Exercise
Convert the lines in the records below into a numbered list, from the line containing "target | rocky outcrop" to the line containing "<point>17,305</point>", with both of those lines included. Leave out any blank lines and any pictures.

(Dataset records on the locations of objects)
* * *

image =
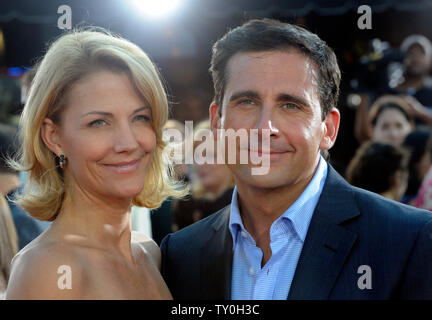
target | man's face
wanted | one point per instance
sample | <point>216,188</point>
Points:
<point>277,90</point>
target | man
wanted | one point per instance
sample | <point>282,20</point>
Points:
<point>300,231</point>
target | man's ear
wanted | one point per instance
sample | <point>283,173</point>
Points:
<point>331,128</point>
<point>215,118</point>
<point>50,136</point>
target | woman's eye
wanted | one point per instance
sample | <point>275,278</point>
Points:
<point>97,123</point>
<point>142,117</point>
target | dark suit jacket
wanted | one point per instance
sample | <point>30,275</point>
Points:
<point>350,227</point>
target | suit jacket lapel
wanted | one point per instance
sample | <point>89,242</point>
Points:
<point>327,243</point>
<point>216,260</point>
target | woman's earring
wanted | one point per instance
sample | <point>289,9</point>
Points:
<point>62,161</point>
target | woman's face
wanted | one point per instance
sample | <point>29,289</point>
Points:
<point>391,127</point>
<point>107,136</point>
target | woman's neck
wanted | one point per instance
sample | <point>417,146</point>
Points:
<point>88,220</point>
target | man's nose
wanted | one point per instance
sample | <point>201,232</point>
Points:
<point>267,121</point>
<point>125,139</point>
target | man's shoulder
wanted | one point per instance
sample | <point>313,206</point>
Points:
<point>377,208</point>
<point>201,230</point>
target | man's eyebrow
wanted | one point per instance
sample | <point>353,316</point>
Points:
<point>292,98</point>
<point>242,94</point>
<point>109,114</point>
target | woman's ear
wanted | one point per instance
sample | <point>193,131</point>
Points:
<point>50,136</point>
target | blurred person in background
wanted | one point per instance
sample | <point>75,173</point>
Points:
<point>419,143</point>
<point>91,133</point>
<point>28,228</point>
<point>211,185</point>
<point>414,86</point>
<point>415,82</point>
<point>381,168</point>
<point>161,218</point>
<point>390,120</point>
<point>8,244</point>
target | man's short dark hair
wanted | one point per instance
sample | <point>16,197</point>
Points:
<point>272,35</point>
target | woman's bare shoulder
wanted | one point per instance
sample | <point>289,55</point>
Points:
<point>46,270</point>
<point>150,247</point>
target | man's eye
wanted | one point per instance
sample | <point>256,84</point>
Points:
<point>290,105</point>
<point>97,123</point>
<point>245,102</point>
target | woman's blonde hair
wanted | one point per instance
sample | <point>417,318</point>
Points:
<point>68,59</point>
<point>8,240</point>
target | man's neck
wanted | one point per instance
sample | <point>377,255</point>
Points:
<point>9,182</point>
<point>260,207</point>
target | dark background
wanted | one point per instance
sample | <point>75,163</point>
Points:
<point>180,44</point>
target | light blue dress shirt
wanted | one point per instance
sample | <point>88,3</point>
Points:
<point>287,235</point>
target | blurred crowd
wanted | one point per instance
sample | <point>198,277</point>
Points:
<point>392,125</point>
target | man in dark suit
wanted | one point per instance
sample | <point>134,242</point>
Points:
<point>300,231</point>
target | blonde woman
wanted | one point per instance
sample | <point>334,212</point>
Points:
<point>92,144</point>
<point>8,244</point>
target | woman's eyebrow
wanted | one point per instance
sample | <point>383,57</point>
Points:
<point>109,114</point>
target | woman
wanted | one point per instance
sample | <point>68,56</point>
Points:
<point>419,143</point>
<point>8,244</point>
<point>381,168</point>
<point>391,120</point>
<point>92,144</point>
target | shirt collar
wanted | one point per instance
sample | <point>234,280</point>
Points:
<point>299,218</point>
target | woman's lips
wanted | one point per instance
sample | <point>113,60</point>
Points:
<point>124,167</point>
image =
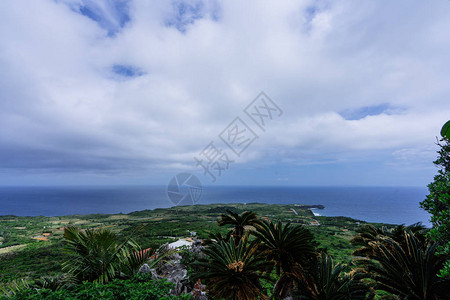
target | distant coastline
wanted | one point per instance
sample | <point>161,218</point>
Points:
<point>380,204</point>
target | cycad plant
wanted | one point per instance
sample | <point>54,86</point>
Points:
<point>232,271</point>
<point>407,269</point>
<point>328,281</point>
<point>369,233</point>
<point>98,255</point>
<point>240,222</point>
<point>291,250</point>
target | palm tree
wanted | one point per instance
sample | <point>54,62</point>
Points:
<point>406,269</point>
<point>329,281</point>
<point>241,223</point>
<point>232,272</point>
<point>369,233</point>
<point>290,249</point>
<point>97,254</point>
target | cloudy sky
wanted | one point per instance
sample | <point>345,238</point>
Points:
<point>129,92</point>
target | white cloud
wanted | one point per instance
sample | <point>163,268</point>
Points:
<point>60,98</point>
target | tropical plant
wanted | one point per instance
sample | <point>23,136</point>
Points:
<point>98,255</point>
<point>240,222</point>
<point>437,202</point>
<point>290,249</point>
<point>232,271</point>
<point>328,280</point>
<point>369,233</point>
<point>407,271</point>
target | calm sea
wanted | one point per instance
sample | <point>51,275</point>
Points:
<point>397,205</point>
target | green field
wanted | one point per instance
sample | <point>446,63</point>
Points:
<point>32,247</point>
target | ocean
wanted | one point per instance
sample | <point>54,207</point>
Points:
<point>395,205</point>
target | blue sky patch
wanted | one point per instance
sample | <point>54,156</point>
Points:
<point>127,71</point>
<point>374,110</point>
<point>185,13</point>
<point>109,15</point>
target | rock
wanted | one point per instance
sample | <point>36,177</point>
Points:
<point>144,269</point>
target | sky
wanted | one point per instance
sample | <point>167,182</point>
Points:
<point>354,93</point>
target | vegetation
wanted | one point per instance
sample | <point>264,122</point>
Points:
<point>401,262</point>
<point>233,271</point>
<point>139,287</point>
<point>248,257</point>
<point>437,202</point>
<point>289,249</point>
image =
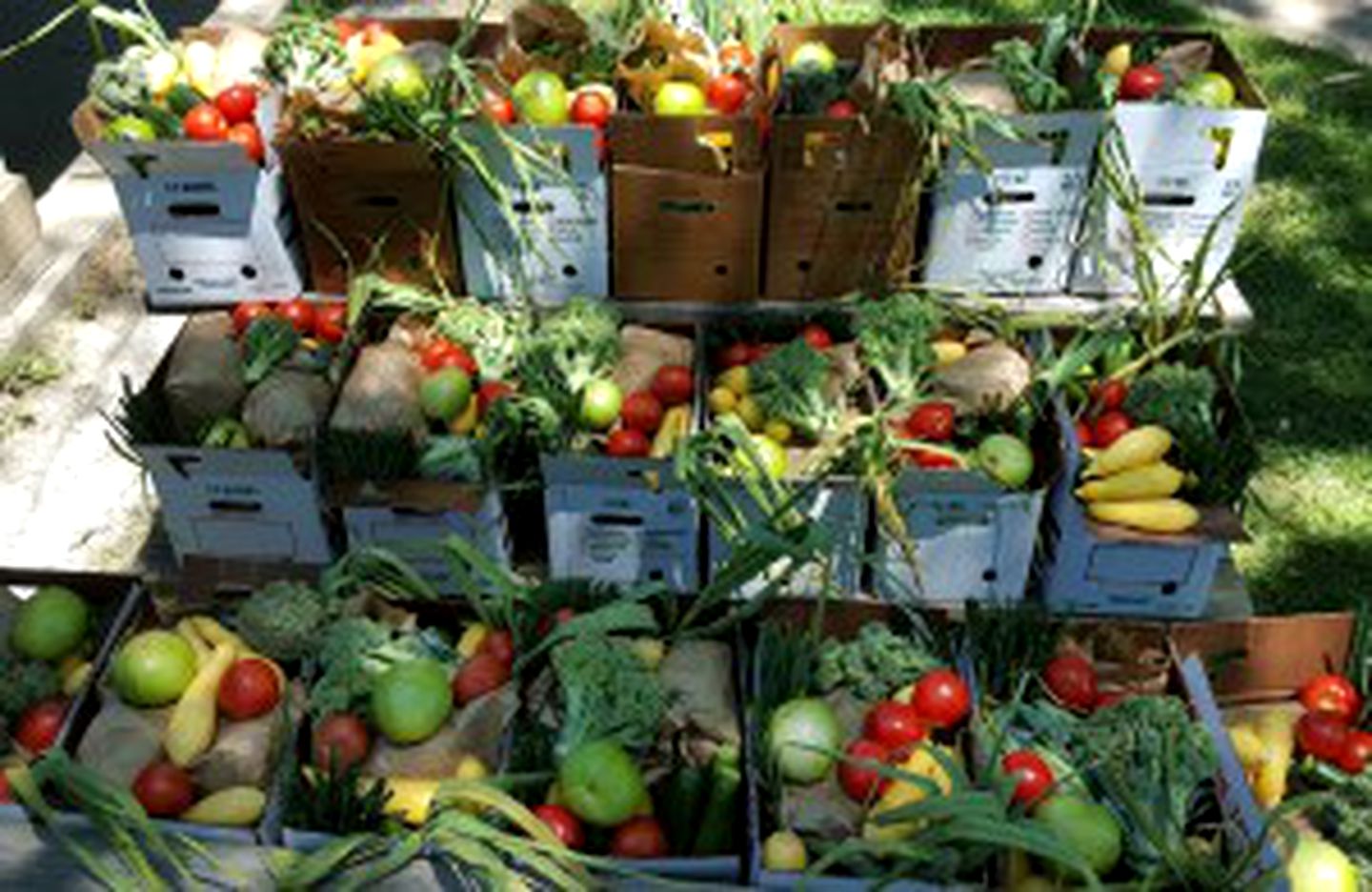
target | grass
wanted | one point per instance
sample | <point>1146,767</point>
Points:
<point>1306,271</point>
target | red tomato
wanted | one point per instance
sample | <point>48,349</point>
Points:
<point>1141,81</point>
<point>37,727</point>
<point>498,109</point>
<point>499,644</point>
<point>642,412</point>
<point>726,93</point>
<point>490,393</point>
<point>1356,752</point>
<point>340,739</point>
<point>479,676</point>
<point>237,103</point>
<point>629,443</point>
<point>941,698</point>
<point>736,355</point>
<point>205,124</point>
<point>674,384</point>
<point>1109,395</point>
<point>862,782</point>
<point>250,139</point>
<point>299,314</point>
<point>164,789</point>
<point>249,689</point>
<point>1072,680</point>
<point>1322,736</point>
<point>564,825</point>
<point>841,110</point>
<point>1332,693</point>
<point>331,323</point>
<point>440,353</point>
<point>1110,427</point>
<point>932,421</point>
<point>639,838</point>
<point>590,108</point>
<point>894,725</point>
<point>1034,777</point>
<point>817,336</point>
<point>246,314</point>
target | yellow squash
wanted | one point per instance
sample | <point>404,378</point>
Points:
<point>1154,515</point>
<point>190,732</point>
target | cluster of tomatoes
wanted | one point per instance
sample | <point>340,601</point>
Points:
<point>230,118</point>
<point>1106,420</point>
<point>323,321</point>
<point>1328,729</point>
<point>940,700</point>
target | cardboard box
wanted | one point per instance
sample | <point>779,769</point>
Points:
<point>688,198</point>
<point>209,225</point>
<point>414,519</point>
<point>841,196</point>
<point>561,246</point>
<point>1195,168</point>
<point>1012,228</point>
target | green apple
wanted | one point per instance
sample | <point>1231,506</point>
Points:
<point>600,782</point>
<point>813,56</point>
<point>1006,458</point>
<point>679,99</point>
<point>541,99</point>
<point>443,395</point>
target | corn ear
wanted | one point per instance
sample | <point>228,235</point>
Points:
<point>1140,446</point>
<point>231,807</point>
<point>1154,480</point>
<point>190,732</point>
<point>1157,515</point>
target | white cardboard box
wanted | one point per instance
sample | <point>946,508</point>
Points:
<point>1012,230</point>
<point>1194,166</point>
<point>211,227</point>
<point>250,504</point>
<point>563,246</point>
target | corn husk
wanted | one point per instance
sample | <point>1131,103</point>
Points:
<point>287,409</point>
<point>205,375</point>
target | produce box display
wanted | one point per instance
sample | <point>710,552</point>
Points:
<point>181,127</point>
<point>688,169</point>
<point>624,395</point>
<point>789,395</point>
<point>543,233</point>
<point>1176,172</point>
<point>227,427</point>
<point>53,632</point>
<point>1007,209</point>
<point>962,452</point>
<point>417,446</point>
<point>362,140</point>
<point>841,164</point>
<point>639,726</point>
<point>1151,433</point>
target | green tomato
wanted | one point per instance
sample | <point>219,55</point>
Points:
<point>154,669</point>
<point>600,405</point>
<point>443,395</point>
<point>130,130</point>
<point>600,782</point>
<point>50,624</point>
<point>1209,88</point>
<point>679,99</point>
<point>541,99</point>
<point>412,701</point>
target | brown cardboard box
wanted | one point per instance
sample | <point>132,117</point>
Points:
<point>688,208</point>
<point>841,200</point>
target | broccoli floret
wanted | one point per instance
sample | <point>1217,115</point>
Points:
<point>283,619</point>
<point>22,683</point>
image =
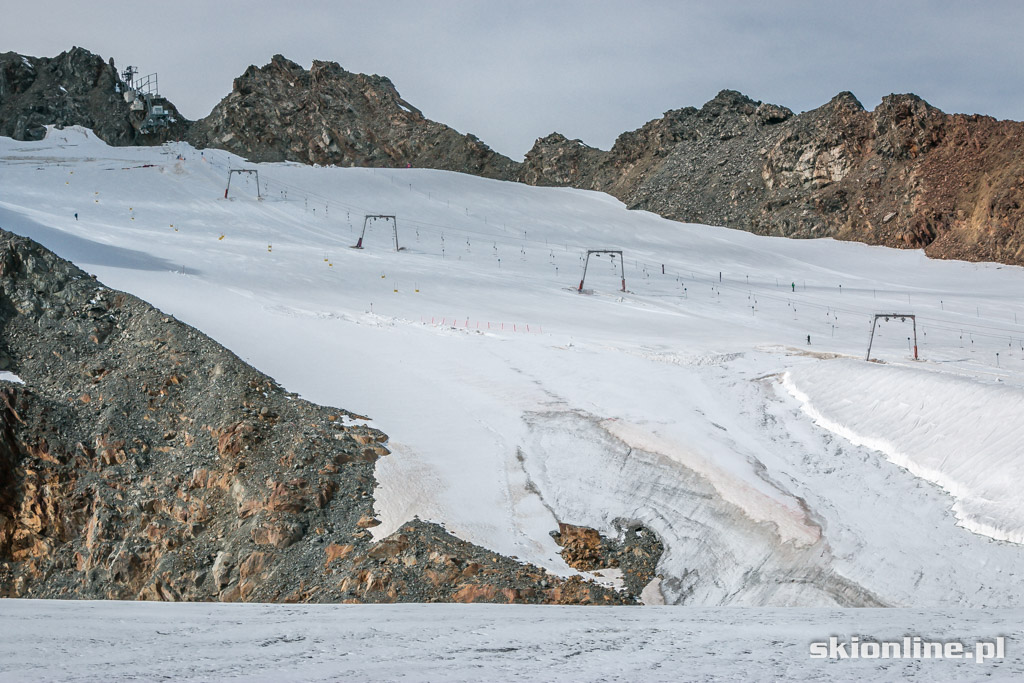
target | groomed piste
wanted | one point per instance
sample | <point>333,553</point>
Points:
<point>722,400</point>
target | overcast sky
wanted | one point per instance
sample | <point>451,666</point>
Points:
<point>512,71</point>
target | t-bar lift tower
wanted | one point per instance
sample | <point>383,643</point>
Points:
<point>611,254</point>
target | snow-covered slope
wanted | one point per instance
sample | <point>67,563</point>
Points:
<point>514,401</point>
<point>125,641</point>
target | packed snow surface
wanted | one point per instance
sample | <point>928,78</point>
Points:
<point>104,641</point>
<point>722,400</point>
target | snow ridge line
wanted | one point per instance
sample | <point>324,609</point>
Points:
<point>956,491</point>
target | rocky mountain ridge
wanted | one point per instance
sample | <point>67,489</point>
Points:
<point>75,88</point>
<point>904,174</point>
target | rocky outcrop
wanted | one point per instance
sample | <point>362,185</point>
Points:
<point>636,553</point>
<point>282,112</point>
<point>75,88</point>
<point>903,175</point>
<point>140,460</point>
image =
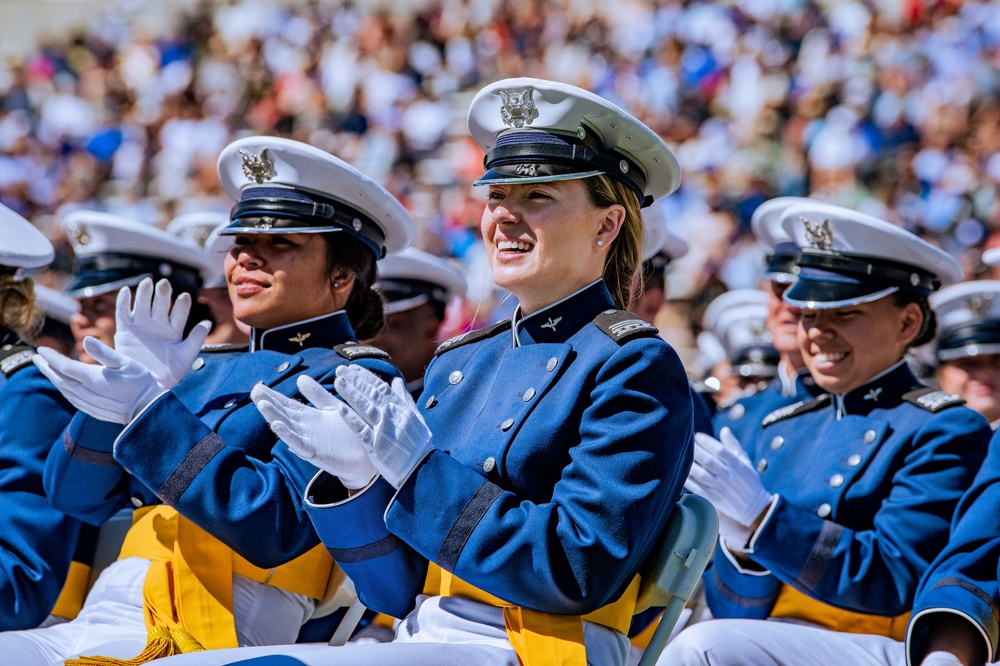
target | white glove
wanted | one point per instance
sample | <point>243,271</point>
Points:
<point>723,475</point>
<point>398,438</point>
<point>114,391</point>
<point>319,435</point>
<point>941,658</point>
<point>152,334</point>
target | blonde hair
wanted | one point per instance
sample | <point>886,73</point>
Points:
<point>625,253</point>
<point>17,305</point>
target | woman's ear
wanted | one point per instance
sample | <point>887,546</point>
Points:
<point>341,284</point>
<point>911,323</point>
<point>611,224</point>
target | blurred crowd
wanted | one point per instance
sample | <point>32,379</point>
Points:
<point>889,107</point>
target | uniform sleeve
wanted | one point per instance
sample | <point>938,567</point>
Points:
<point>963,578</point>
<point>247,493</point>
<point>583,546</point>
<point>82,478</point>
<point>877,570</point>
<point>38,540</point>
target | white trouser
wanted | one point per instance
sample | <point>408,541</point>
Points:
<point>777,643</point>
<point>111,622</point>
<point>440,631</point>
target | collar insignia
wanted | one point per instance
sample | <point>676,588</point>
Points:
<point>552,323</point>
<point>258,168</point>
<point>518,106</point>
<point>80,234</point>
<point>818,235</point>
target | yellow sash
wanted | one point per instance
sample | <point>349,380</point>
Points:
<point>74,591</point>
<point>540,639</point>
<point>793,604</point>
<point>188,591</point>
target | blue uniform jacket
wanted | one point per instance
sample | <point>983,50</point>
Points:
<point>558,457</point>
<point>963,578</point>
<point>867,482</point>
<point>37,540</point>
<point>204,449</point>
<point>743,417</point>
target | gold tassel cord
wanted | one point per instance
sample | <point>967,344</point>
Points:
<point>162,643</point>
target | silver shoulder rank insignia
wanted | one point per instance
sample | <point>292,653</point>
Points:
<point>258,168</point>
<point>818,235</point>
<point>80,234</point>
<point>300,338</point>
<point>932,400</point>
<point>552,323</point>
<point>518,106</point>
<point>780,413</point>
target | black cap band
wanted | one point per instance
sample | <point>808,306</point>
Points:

* * *

Completed task
1. target | rocky outcrop
2. wanted | one point per instance
3. sample | <point>362,185</point>
4. Points:
5. <point>636,553</point>
6. <point>282,112</point>
7. <point>75,88</point>
8. <point>903,175</point>
9. <point>140,460</point>
10. image =
11. target | white glove
12. wanted | one point per instance
13. sample | <point>243,271</point>
14. Points:
15. <point>723,475</point>
16. <point>398,438</point>
17. <point>114,391</point>
18. <point>319,435</point>
19. <point>941,658</point>
20. <point>152,334</point>
21. target | blonde hair
22. wanted | one point per instance
23. sample | <point>886,73</point>
24. Points:
25. <point>625,253</point>
26. <point>17,305</point>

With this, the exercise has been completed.